Pointing and labeling entries

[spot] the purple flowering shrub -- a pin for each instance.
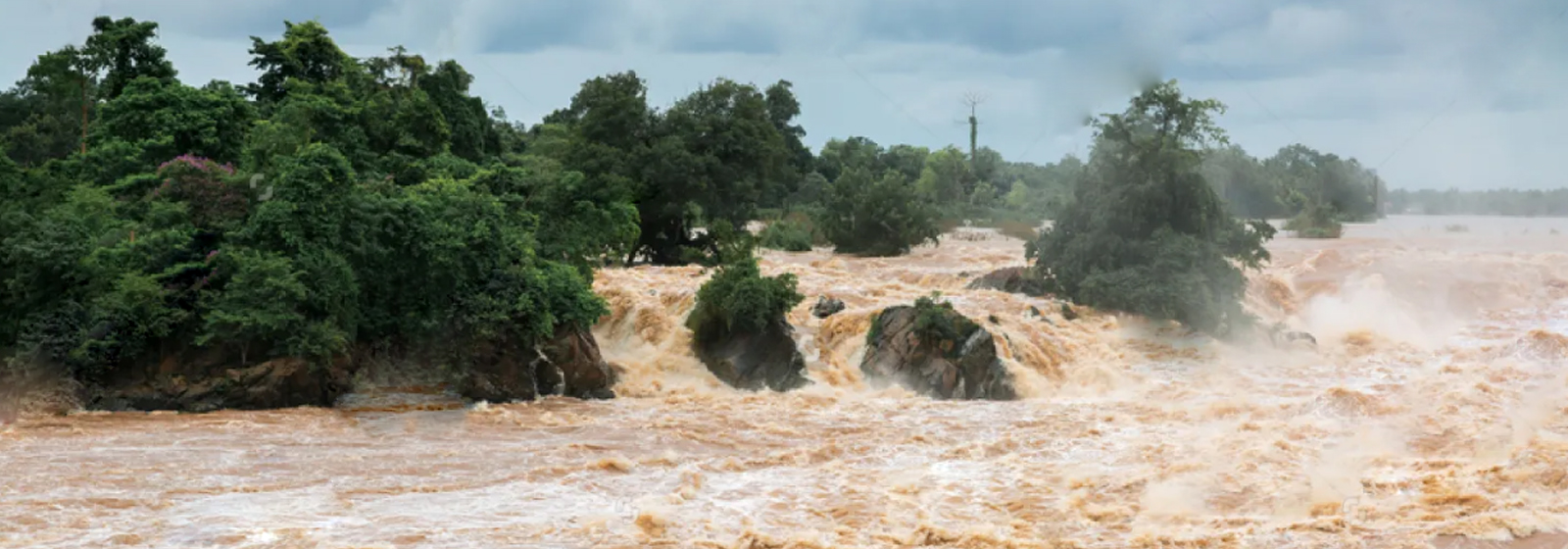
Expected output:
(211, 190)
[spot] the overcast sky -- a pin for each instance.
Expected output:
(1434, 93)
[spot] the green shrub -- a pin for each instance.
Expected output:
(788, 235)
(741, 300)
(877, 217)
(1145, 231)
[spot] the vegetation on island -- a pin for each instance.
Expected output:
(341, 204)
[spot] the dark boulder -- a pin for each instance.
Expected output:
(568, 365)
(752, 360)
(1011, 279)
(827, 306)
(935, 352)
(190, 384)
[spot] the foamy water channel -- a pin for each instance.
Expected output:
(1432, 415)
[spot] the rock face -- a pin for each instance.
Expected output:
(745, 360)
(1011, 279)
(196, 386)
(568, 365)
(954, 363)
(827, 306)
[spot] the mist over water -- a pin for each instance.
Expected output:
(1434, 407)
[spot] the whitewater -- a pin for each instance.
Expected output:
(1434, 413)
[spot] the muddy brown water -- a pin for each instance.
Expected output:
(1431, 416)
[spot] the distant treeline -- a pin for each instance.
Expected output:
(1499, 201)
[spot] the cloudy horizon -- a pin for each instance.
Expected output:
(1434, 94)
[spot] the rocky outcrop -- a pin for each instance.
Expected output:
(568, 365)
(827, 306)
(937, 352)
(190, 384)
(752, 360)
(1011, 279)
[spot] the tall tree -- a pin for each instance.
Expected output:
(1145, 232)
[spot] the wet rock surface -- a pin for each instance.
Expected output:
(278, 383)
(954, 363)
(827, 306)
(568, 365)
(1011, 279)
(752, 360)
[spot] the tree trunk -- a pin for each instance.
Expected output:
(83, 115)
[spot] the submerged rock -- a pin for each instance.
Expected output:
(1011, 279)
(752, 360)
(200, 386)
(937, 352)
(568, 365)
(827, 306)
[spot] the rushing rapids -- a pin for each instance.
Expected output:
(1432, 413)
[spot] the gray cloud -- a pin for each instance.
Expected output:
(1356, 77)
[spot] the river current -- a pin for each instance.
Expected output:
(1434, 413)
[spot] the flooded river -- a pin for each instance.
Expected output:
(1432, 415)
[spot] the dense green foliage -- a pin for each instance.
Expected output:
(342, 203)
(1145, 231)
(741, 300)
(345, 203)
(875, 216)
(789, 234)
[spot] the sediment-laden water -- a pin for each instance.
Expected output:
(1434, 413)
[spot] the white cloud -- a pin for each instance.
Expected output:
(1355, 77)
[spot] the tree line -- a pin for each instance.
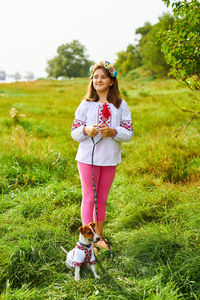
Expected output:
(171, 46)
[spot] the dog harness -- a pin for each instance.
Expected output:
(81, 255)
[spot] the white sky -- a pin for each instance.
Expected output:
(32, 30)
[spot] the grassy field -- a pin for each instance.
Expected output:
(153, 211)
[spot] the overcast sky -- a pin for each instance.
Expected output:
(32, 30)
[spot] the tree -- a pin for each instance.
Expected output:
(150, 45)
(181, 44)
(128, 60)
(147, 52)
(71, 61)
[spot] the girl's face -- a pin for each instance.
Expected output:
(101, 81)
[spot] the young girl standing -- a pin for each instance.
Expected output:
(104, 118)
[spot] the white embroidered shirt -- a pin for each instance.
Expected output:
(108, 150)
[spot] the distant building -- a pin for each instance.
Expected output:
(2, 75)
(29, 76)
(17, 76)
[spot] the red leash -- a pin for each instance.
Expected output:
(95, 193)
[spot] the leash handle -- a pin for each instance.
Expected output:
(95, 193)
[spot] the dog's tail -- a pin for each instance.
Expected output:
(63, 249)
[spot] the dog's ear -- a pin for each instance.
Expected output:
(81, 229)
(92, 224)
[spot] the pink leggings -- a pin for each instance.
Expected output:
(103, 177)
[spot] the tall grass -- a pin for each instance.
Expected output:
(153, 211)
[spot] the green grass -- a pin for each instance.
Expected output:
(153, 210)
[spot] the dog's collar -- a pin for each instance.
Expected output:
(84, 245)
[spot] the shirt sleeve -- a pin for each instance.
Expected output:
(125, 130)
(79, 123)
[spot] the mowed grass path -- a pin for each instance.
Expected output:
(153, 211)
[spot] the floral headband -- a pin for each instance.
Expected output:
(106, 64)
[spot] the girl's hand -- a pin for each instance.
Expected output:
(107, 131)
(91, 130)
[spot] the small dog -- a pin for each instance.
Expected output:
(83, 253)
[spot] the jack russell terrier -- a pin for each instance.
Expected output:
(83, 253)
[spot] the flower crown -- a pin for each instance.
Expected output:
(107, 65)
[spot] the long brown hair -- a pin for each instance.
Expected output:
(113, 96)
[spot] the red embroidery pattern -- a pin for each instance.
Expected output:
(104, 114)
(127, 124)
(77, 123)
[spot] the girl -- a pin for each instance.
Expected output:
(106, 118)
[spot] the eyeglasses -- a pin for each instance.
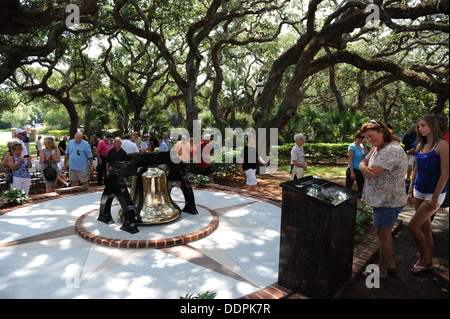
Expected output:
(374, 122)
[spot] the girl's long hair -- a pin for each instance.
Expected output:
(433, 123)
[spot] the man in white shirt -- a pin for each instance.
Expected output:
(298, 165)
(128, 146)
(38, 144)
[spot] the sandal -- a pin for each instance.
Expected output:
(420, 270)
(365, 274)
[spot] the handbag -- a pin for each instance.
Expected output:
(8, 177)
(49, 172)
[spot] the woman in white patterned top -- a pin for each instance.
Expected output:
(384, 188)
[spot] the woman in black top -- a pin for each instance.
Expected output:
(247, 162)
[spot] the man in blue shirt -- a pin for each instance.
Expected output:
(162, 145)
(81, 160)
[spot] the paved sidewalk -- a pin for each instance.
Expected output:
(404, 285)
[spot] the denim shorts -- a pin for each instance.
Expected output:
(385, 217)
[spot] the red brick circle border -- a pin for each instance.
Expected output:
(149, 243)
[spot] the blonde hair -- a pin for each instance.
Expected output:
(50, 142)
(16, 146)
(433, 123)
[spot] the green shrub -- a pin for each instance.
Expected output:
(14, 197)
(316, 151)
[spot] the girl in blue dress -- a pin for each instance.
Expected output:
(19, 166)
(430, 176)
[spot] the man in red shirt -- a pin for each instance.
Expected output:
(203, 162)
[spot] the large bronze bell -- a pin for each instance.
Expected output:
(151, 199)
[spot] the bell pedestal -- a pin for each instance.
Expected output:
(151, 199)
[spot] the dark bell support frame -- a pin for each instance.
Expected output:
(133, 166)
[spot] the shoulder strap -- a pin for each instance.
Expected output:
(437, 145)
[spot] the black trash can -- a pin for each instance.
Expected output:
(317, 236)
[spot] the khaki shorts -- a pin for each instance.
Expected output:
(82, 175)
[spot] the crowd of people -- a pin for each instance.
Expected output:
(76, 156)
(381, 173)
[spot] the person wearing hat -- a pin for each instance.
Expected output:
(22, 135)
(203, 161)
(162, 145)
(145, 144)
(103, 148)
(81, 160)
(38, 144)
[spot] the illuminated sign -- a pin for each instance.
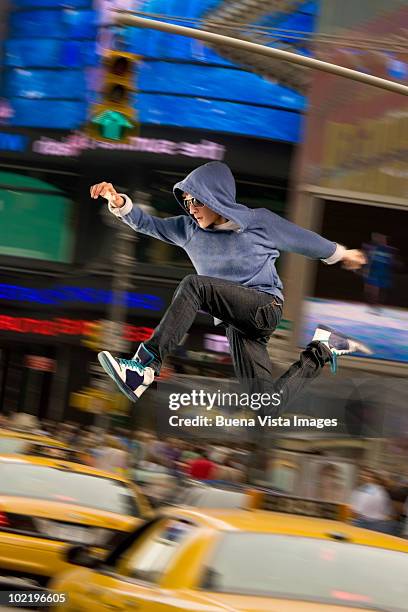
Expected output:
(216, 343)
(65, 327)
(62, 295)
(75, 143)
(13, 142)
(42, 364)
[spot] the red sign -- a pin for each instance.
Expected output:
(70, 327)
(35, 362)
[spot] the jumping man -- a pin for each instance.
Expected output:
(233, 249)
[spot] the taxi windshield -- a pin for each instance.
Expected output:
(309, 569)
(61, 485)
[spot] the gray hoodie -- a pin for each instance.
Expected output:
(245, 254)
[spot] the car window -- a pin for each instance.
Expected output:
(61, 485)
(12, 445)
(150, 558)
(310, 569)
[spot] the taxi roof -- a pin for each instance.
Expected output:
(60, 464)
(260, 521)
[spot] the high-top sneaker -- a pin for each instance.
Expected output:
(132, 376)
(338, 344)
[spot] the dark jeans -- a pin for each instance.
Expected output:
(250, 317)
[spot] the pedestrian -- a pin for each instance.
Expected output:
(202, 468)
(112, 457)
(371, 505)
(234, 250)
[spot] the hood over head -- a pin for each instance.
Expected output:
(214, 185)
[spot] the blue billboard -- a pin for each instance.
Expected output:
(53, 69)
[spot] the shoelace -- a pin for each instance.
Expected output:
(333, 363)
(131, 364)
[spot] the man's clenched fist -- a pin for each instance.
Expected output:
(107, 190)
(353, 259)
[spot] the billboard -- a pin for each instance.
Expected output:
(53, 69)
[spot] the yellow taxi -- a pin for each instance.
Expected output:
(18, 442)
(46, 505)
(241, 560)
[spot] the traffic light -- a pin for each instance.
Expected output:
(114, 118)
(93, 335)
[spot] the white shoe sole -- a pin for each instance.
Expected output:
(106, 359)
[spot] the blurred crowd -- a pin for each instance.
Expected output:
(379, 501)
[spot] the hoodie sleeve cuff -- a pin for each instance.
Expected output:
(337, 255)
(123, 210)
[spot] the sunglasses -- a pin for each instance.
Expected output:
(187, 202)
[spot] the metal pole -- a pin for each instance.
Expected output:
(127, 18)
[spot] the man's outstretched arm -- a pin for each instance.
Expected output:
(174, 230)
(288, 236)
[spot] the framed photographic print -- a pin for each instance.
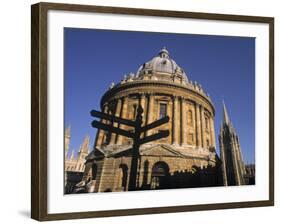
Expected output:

REQUIREMENTS: Please give everything from the line containing "[spot] the framed" down to the end of the listing as a JSON list of strings, one string per line, with blank lines skipped. Leave the pictures out of the answer.

WRITTEN REPLY:
[
  "[spot] the framed photographic print -- a pin for each instance.",
  "Expected output:"
]